====== DOCUMENT SEGMENT

Geopandas offers us the `sjoin` method to spatially joing two different geodataframes.

This takes two geodataframes (the first is `'left` and the second is `right`.)

The `op` parameter controls how things are related to each other, using the `shapely` library's [binary predicates](https://shapely.readthedocs.io/en/latest/manual.html#binary-predicates):
* `intersects` - True if the objects have any boundary or interior point in common.
* `contains` - True if no points of other lie in the exterior of the object and at least one point of the interior of other lies in the interior of object.
* `within` - True if the object’s boundary and interior intersect only with the interior of the other

The `how` parameter controls which geometry is kept:
* `'left'` uses keys from left; retains only the left geometry column

In [None]:
za_rivers_left = gpd.sjoin(za_provinces, rivers, how="left", op='intersects')
base = za_provinces.plot(color='lightgrey', edgecolor='black')
za_rivers_left[za_rivers_left['sov_a3'] == 'ZAF'].plot(ax=base)

base.set_ylim(-35.2, -21.8)  # These limits are to ignore the Gough Islands
base.set_xlim(16, 33.2)  # These limits are to ignore the Gough Islands
za_rivers_left

* `'right'` use keys from right; retains only right geometry column (note that this means that all the rivers will still be present, but only those which can be matched to a province in `za_provinces` will have values from `za_provinces`.

============
====== INFORMATION PROVIDED

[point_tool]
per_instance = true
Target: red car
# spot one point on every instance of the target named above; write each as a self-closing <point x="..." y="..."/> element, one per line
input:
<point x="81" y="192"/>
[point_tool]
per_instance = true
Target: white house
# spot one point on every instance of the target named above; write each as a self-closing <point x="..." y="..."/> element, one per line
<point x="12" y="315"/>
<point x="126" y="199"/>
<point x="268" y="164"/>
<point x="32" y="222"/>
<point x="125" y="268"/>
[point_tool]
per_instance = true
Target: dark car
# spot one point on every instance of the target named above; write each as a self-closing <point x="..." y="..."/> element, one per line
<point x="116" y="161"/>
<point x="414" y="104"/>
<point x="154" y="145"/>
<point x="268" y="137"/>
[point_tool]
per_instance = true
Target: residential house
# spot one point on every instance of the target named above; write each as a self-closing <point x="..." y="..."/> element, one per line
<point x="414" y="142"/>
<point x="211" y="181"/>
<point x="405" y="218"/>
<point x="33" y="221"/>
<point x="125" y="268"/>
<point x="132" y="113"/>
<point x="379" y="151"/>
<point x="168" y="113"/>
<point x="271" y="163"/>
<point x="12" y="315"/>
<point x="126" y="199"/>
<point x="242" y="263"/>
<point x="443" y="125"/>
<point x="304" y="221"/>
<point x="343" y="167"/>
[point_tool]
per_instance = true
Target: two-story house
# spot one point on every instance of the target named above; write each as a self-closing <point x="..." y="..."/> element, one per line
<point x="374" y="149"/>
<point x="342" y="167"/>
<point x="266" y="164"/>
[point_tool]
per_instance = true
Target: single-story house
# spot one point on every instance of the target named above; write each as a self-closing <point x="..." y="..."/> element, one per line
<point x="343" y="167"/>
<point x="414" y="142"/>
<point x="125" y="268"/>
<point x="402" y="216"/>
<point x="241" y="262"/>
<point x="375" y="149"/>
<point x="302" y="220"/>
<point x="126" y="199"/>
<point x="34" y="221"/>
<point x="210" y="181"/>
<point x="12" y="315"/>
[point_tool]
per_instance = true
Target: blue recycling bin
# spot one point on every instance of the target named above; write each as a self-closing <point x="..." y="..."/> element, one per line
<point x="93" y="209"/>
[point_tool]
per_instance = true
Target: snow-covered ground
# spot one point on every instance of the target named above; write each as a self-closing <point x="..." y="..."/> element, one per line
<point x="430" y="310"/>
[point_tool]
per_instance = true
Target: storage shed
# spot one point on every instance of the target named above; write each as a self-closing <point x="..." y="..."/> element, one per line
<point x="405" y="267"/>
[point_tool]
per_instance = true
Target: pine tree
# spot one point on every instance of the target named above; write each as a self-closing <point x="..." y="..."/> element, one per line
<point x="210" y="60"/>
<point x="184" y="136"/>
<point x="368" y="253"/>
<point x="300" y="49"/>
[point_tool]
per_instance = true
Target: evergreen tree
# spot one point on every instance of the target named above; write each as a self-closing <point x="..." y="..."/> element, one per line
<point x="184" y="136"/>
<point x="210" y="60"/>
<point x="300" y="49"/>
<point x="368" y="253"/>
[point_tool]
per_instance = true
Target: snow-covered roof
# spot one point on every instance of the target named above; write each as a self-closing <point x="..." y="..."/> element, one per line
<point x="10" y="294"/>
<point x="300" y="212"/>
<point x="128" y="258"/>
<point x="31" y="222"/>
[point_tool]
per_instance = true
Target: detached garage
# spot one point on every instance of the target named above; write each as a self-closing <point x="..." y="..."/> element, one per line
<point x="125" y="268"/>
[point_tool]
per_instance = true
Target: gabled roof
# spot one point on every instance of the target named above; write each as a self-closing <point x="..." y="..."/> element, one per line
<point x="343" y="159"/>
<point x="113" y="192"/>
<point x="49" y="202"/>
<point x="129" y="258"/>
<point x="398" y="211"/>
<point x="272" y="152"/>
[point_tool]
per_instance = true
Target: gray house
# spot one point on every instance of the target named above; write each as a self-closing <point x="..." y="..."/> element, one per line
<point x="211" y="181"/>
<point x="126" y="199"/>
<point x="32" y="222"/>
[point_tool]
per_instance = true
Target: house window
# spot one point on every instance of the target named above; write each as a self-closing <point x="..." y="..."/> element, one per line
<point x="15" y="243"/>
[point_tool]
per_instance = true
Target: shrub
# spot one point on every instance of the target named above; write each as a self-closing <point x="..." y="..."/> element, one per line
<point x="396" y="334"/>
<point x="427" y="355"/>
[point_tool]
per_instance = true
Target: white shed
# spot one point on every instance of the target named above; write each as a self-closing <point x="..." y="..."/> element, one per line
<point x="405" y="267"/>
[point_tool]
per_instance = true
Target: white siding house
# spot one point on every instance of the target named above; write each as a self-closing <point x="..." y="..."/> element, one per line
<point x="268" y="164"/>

============

→ **WRITTEN TASK 1**:
Copy the passage of the spatial join excerpt between "This takes two" and "base = za_provinces.plot(color='lightgrey', edgecolor='black')", inclusive.
→ **WRITTEN TASK 2**:
Name each shapely binary predicate that the spatial join excerpt lists as an option for the `op` parameter.
→ **WRITTEN TASK 3**:
According to the spatial join excerpt, which value of the `how` parameter retains only the left geometry column?

→ **EXERCISE OUTPUT 1**:
This takes two geodataframes (the first is `'left` and the second is `right`.)

The `op` parameter controls how things are related to each other, using the `shapely` library's [binary predicates](https://shapely.readthedocs.io/en/latest/manual.html#binary-predicates):
* `intersects` - True if the objects have any boundary or interior point in common.
* `contains` - True if no points of other lie in the exterior of the object and at least one point of the interior of other lies in the interior of object.
* `within` - True if the object’s boundary and interior intersect only with the interior of the other

The `how` parameter controls which geometry is kept:
* `'left'` uses keys from left; retains only the left geometry column

In [None]:
za_rivers_left = gpd.sjoin(za_provinces, rivers, how="left", op='intersects')
base = za_provinces.plot(color='lightgrey', edgecolor='black')

→ **EXERCISE OUTPUT 2**:
intersects, contains, within

→ **EXERCISE OUTPUT 3**:
The value `'left'` retains only the left geometry column.